Democratic legislators agreed yesterday to freeze the income of one-fifth of all Californians by prohibiting cost-of-living increases for state employes and welfare recipients.
The sweeping action, taken in the face of intense political pressure created by passage of the Jarvis-Gann property tax initiative, was a victory for the Republican legislative minority. It also was a nearly complete surrender by Democratic liberals who had been saying that welfare pay increases were needed to keep pace with inflation.
Legislative leaders of both parties said that the decision paved the way for quick action in distributing a $5 billion state surplus to cities, counties and school districts. These local governments have been facing massive cutbacks because of the Jarvis-Gann initiative, a tax-limitation measure which wiped out $7 billion of the $11.4 billion that would have been raised in local property taxes.
With help from the surplus and some increased local fees, most cities and counties and nearly all school districts should be able to operate at 90 percent of their present level during the 1978-79 fiscal year, although further cuts will be needed after that.
One tenth of all Californians - about 2.3 million persons - are welfare recipients. Another tenth work for state and local governments. When family members are included, the total number affected by the income-freeze probably approaches one-third of all Californians, although precise data are unavailable.
Responding to the budget-cutting mood, Gov. Edmund G. (Jerry) Brown Jr. last week proposed a freeze on salaries of state employes. The decision by the Democrats yesterday went further by requiring local governments to adopt a pay freeze as a condition of receiving their shares of the state surplus.
Until yesterday, Assembly Speaker Leo McCarthy was complaining that Republicans wanted to punish "the poorest of the poor" by doing away with welfare increases. But McCarthy, who as an San Franciscan represents one of only three California counties that voted against jarvis-Gann, was not present yesterday.
Instead, he was in a Sacramento hospital recovering from what aides said was a combination of fatigue and an allergic reaction. McCarthy was expected to return today but will be bound by the caucus position.
One of the few Democrats to speak up for welfare recipients in the caucus was Assemblyman Mike Cullen of Long Beach, who said afterwards that legislators were operating in "a climate of fear" created by Jarvis-Gann. But Cullen's impassioned speech found few supporters.
Though Cullen is one of the most highly respected Democrats in the Assembly, he also is a lame duck. He was defeated in the June primary by a candidate who attacked Sacramento politicians and extrolled the virtues of Jarvis-Gann.

## DATA PROVIDED

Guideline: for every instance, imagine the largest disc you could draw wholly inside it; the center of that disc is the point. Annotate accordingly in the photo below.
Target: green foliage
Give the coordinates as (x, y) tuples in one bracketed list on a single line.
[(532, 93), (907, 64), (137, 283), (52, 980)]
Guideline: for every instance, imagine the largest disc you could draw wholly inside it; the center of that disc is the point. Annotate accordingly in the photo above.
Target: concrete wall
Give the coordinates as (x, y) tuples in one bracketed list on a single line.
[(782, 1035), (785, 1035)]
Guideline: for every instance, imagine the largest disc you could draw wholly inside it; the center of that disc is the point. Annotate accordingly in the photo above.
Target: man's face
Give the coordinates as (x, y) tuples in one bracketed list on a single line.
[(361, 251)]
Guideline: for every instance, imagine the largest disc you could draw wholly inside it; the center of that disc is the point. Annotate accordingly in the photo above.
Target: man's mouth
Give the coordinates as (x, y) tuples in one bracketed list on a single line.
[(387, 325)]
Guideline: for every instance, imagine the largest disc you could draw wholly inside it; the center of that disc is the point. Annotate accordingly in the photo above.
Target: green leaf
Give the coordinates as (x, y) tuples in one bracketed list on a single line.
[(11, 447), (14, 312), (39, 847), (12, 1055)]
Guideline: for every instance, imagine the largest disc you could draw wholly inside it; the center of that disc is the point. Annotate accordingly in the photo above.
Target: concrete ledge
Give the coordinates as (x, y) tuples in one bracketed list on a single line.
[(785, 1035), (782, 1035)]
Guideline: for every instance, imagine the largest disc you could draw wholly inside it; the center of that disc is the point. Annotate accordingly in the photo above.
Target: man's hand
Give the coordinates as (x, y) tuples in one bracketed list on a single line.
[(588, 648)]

## WHAT YOU ARE ASKED TO DO
Return the passage from the article on the California pay and welfare freeze word for word, starting with "Until yesterday, Assembly" and going on through "the caucus position.".

## TASK OUTPUT
Until yesterday, Assembly Speaker Leo McCarthy was complaining that Republicans wanted to punish "the poorest of the poor" by doing away with welfare increases. But McCarthy, who as an San Franciscan represents one of only three California counties that voted against jarvis-Gann, was not present yesterday.
Instead, he was in a Sacramento hospital recovering from what aides said was a combination of fatigue and an allergic reaction. McCarthy was expected to return today but will be bound by the caucus position.